# [Aim of the exercise]
Rewrite all of the lines in the records below, requests included, adding 77 to each coordinate value in the answers.

(Coordinate labeling data)
** start **

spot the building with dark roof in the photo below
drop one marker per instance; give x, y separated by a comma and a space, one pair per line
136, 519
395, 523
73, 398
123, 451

** end **

# [Output of the task]
spot the building with dark roof in the photo below
drop one marker per instance; give x, y separated by a comma and a space, one pair per line
213, 596
472, 600
150, 475
200, 528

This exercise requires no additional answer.